GIVEN TEXT -
########################################

The same holds good for the land. Unless the rain water is collected when it rains, you cannot expect water to be available after the rains have receded. A case in point would be Cherapunjee in Meghalaya which gets the maximum rainfall in the entire world; it receives greater than 12000 mm, i.e. 1200 cm of rainfall every year. Yet, it is Cherrapunjee that also faces a severe drought for 3 months in a year during summer. This is because the state has not harnessed the rain water well enough and allows it to drain off from the heights. Cherrapunjee is a stark lesson to all of us in the importance of harnessing rain water even if we receive good rains every year.
Have we understood the significance of harnessing the rain waters? India is a monsoon nation. We depend on monsoon for water for agriculture, drinking, other domestic needs, various industries, etc. But even in such a monsoon region, it rains on an average only for 3 months in a year. Data collected shows that even in these 3 months, it rains for only 100 hours. Thus out of the 8760 hours in a year, India receives actual rainfall only for approximately 100 hours.
Our ancestors had understood this key aspect well and had created excellent water harnessing systems, dotting the entire land, to capture the rain waters when it rained during those 100 hours. They then used those waters judiciously for their needs during the remaining 8660 hours of the year when there are no rains. The villages of India, in the past, had a vision for the prosperity of their land. They acted intelligently to sustain the land for generations to come.
India has roughly 6 lakh villages in all, and they had collectively established over 9.5 lakh water harnessing projects all across India, from the Northern tip of India to the south, including Andaman and Nicobar islands. There were, 6,76,000 irrigation systems in India 1,78,000 Tanks and 96,000 water diversion schemes. This shows that for every 2 villages, there were at least 3 water harnessing projects.

########################################

Data extracted from a collection -
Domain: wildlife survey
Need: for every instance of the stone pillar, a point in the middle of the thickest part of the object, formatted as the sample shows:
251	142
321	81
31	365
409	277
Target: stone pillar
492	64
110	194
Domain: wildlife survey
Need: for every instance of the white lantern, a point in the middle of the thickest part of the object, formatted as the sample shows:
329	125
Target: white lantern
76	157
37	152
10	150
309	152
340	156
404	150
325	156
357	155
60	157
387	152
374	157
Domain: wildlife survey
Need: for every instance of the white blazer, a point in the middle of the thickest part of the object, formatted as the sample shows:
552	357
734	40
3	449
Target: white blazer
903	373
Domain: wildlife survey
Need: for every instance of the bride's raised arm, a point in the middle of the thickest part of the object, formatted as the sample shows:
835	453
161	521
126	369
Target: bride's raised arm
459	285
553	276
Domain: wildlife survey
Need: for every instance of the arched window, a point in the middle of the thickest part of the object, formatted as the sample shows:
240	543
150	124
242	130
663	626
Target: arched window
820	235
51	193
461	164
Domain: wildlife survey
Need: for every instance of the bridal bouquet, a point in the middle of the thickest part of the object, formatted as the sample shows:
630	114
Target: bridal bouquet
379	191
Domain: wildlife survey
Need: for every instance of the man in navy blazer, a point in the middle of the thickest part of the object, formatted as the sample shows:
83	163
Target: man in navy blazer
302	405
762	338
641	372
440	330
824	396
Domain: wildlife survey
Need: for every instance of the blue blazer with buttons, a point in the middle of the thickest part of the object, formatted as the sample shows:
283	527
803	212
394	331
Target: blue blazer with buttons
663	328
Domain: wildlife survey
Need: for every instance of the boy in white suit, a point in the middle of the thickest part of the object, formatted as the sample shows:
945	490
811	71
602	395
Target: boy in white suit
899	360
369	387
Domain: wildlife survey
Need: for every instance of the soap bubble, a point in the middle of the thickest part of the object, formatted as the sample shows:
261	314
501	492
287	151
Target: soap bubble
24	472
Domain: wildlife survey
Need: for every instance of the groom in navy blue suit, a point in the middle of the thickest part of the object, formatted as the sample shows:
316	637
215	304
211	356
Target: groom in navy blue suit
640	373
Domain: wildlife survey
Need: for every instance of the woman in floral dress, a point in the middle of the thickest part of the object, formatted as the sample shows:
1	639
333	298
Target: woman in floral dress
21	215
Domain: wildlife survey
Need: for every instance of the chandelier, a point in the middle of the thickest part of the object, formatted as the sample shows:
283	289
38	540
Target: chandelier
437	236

########################################

ACTIONS TO TAKE -
(a) In the passage on harnessing rain water, for about how many hours a year does India receive actual rainfall?
(b) Decide whether each statement agrees with the passage on harnessing rain water: (i) Cherrapunjee faces a severe drought for 3 months a year during summer. (ii) India has roughly 9.5 lakh villages. (iii) India had 96,000 tanks.
(c) Extend the passage on harnessing rain water past its final sentence.

ANSWERS -
(a) Approximately 100 hours out of the 8760 hours in a year.

(b)
(i) Yes: "it is Cherrapunjee that also faces a severe drought for 3 months in a year during summer."
(ii) No: "India has roughly 6 lakh villages in all."
(iii) No: "1,78,000 Tanks and 96,000 water diversion schemes."

(c)
These were simple, indigenous schemes yet designed to suit the local topology, climatic conditions and the needs of the local people. They were highly successful in meeting the needs of the civilization for thousands of years.
This is evident from the fact that India has always attracted plunderers
from all over the world,who invaded her for her riches.
Such sustained wealth could have been generated only if there had been sufficient water to meet the needs of farming, local industries and the domestic needs. Needless to say, that fine arts and culture also flourished alongside, as a result of this prosperity.
All these 9,50,000 native water harnessing systems, survived the onslaught of time when the local bodies exercised ownerships of these irrigation systems. Unfortunately, over the last hundred years or more, due to non maintenance of these projects, incorrect centralized policies, political apathy and the apathetic attitude of the common man in the last few decades, these time honoured local water harnessing projects have become decrepit.
We have successfully managed to sever the links of this sustainability chain in the last couple of centuries. With time we have also forgotten that we need to harness rain waters when it rains. It is time to repair the water stores for harnessing waters effectively, to start planning and acting for restoring the remnants of the 9.5 lakh water harnessing projects that lie closest to you, for the coming year.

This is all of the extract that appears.